## Stated task:
Send each entry back exactly as given, pictures excluded.

═════ The data ═════

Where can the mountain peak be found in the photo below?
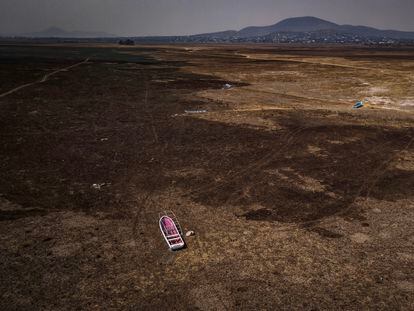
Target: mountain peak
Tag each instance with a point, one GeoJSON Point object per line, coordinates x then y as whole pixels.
{"type": "Point", "coordinates": [56, 32]}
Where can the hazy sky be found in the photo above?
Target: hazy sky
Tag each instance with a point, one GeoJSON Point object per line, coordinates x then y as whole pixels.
{"type": "Point", "coordinates": [172, 17]}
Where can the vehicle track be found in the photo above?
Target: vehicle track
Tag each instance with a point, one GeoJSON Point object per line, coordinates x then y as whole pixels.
{"type": "Point", "coordinates": [43, 79]}
{"type": "Point", "coordinates": [290, 137]}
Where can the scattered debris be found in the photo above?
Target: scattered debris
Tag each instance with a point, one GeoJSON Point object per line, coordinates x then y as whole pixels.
{"type": "Point", "coordinates": [98, 186]}
{"type": "Point", "coordinates": [195, 111]}
{"type": "Point", "coordinates": [189, 233]}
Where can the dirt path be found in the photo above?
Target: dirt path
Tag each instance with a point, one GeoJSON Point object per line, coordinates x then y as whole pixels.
{"type": "Point", "coordinates": [43, 79]}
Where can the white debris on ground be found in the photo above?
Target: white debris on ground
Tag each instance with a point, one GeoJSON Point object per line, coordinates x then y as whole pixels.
{"type": "Point", "coordinates": [195, 111]}
{"type": "Point", "coordinates": [99, 186]}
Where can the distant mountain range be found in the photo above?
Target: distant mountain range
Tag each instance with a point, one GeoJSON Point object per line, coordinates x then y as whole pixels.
{"type": "Point", "coordinates": [309, 24]}
{"type": "Point", "coordinates": [305, 29]}
{"type": "Point", "coordinates": [55, 32]}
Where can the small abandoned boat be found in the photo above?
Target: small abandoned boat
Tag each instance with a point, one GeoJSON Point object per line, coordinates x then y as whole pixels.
{"type": "Point", "coordinates": [358, 105]}
{"type": "Point", "coordinates": [171, 233]}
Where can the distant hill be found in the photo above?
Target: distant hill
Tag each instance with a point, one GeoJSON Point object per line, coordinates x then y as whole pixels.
{"type": "Point", "coordinates": [309, 24]}
{"type": "Point", "coordinates": [55, 32]}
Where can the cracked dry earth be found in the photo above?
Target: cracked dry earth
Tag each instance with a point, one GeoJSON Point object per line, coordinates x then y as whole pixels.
{"type": "Point", "coordinates": [297, 201]}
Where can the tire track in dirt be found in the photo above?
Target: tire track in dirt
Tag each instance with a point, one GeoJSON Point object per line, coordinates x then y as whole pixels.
{"type": "Point", "coordinates": [267, 158]}
{"type": "Point", "coordinates": [43, 79]}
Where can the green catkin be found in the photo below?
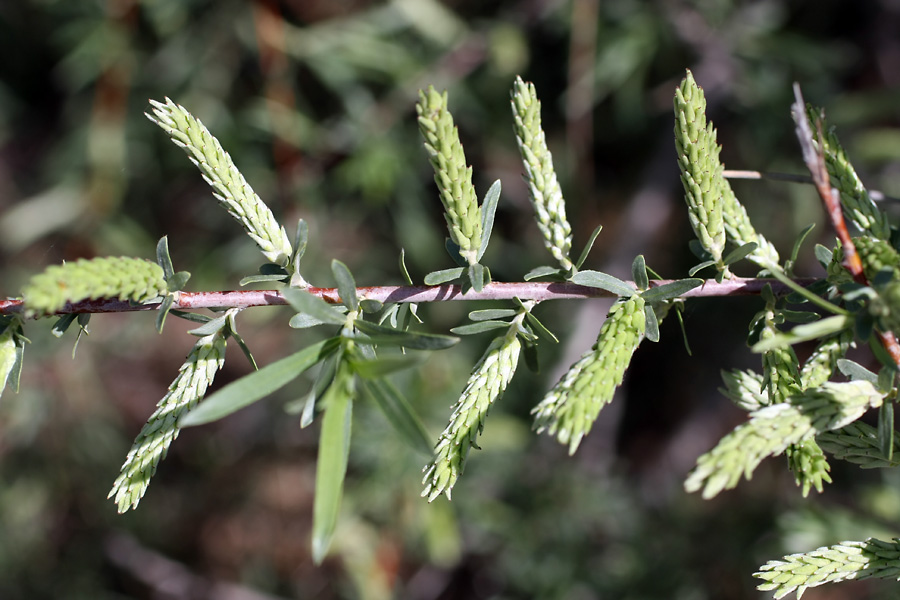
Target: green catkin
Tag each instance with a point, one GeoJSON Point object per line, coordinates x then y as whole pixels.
{"type": "Point", "coordinates": [543, 186]}
{"type": "Point", "coordinates": [771, 430]}
{"type": "Point", "coordinates": [122, 277]}
{"type": "Point", "coordinates": [229, 186]}
{"type": "Point", "coordinates": [701, 171]}
{"type": "Point", "coordinates": [857, 204]}
{"type": "Point", "coordinates": [872, 558]}
{"type": "Point", "coordinates": [451, 174]}
{"type": "Point", "coordinates": [152, 444]}
{"type": "Point", "coordinates": [486, 384]}
{"type": "Point", "coordinates": [569, 410]}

═════

## Written reply:
Where can the mountain peak be found in the photo below?
Target: mountain peak
Tag each instance with a point, one GeoJSON Point object per line, coordinates x then y as whole pixels.
{"type": "Point", "coordinates": [56, 32]}
Where can the hazy sky be found in the photo above?
Target: hazy sky
Tag each instance with a point, one GeoJSON Point object per line, coordinates x then y as whole pixels.
{"type": "Point", "coordinates": [172, 17]}
Where can the vehicle track be found in the photo above?
Target: vehicle track
Tag each instance with a point, one GeoJSON Point object per line, coordinates x then y as whole pixels.
{"type": "Point", "coordinates": [43, 79]}
{"type": "Point", "coordinates": [290, 137]}
Where can the scattered debris be found in the photo above?
Target: scattered debris
Tag each instance with a point, one GeoJSON Point object per line, coordinates x then y as whole pixels.
{"type": "Point", "coordinates": [98, 186]}
{"type": "Point", "coordinates": [195, 111]}
{"type": "Point", "coordinates": [189, 233]}
Where can the dirt path be found in the photo above?
Target: dirt path
Tag each instance with a point, one GeoJSON Point object per line, coordinates x then y as whole pixels.
{"type": "Point", "coordinates": [43, 79]}
Where can the white debris on ground be found in the photo above?
Target: white debris on ground
Tag each instance with a point, one GeoJSON Point object per line, coordinates x then y as whole pixels.
{"type": "Point", "coordinates": [195, 111]}
{"type": "Point", "coordinates": [99, 186]}
Where can the distant mountain range be found in the photo above?
Target: distant mountain range
Tag each instance with a point, one GeoJSON Point object per line, coordinates x then y as whole pixels.
{"type": "Point", "coordinates": [309, 24]}
{"type": "Point", "coordinates": [305, 29]}
{"type": "Point", "coordinates": [55, 32]}
Where can the small abandoned boat be found in the photo above?
Target: small abandoned boat
Tag each instance with a point, one GeoJSON Point object per line, coordinates x then y as whole pixels.
{"type": "Point", "coordinates": [358, 105]}
{"type": "Point", "coordinates": [171, 233]}
Where can the distant hill be found in the photo above?
Target: distant hill
Tag each instance with a point, one GeoJSON Point object per line, coordinates x then y as whole pixels.
{"type": "Point", "coordinates": [309, 24]}
{"type": "Point", "coordinates": [55, 32]}
Where can the cracked dry earth be found in the photo above?
Target: cracked dry earth
Tag each instance with a point, one GeoJSON Point object per line, coordinates x then y as whole pixels.
{"type": "Point", "coordinates": [297, 201]}
Where can the tire track in dirt be found in the photo above?
Target: tire track in dirt
Tag each instance with a point, one GeoJSON Point object per line, coordinates x then y as whole pixels.
{"type": "Point", "coordinates": [267, 158]}
{"type": "Point", "coordinates": [43, 79]}
Where can the green catkin be found in the photo below?
Target: green catkin
Tag each instance with a point, one GeoJSON Point object per line, coordinates x then y as whole pixels.
{"type": "Point", "coordinates": [543, 186]}
{"type": "Point", "coordinates": [771, 430]}
{"type": "Point", "coordinates": [122, 277]}
{"type": "Point", "coordinates": [229, 186]}
{"type": "Point", "coordinates": [701, 171]}
{"type": "Point", "coordinates": [857, 204]}
{"type": "Point", "coordinates": [872, 558]}
{"type": "Point", "coordinates": [451, 174]}
{"type": "Point", "coordinates": [152, 444]}
{"type": "Point", "coordinates": [486, 384]}
{"type": "Point", "coordinates": [569, 410]}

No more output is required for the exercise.